━━━━━ Texto

También un policía en crisis y dispuesto para la jubilación se pasea por el filme griego,
Adikos Kosmos de Filippos Tsitos. Una película que desde el mismísimo inicio rinde tributo a Aki Kaurismäki, el cineasta finlandés de quien también ayer se estrenaba su última película Le Havre.
Como decía Santiago Segura de Avatar, cabría decirle a Kaurismäki Aki, cuánto daño has hecho al cine”. No porque sus películas no sean estimables, que lo son y de manera gozosa, sino porque no hay año en el que no surja desde cualquier parte del mundo alguien que le imite creyendo que, para reproducir el estado emocional del cine del autor de Nubes pasajeras, basta con hacerse con un mobiliario vintage adquirido en los Traperos de Emaús, clavar la cámara en planos inmóviles y (casi) mudos y reclutar una serie de actores de rostros extraños a los que se les enseña a moverse como zombies en día de fiesta.
Con ese devocionario debajo del brazo, el filme griego demuestra dos cosas: que la crisis griega es muy seria y que
Filippos Tsitos posee un gran entusiasmo pero ninguna idea personal y que, como en la canción de Fito, no tiene “nada (nuevo) que decir”. Al menos no por lo que aquí (de)muestra. En todo caso, de las dos horas plomizas, tristes y agónicas de su Adikos Kosmos, permanece la tozuda obstinación de no perder jamás el pulso de un tono tan hierático como artificial. El director no lo pierde, pero su película, en cuanto cine, no gana nada. Lo que no significa que no pueda ganar incluso la Concha.

━━━━━━━━━━

Instrucciones:
Indica si cada afirmación concuerda con el texto sobre el filme griego: (a) la película de Filippos Tsitos dura dos horas; (b) Aki Kaurismäki es un cineasta sueco; (c) Le Havre se estrenaba ayer. Responde sí o no y cita literalmente las palabras del texto que lo deciden.

━━━━━ Datos sin procesar

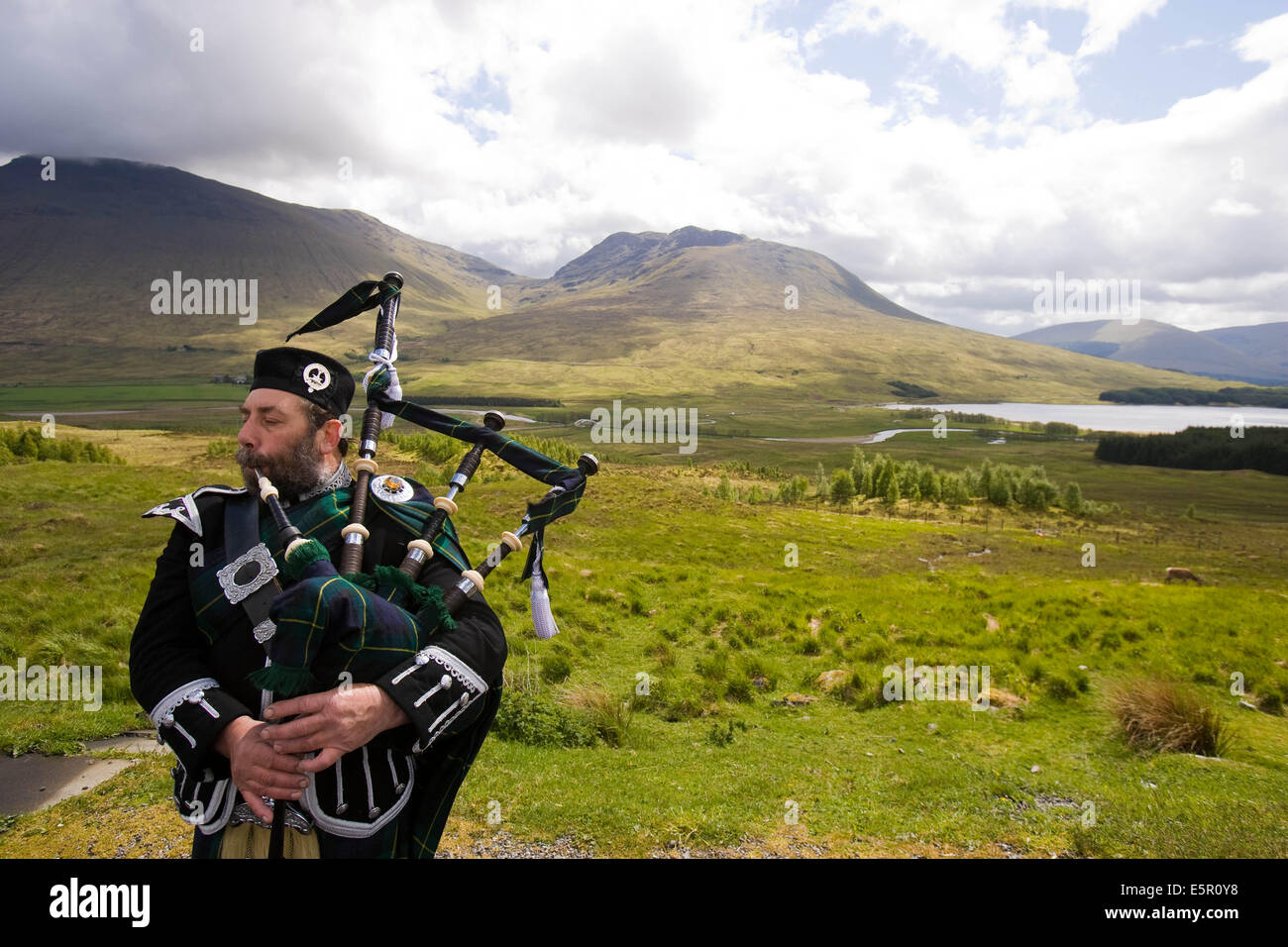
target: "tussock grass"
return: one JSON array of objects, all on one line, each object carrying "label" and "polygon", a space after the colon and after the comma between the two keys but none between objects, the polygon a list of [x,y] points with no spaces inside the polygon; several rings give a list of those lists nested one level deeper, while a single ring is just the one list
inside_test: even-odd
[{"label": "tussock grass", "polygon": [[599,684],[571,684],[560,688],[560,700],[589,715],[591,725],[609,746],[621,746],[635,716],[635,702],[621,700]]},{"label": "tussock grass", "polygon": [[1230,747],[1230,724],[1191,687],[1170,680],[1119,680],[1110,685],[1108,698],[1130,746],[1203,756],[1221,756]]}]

━━━━━━━━━━
━━━━━ Datos sin procesar

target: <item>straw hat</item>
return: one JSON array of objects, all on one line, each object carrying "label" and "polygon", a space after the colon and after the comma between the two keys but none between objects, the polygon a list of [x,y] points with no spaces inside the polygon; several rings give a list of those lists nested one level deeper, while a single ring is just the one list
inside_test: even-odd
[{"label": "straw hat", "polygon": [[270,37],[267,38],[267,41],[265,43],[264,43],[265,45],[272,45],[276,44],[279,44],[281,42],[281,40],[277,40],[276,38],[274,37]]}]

━━━━━━━━━━

Respuesta:
(a) Sí: "de las dos horas plomizas, tristes y agónicas de su Adikos Kosmos".
(b) No: "el cineasta finlandés".
(c) Sí: "también ayer se estrenaba su última película Le Havre".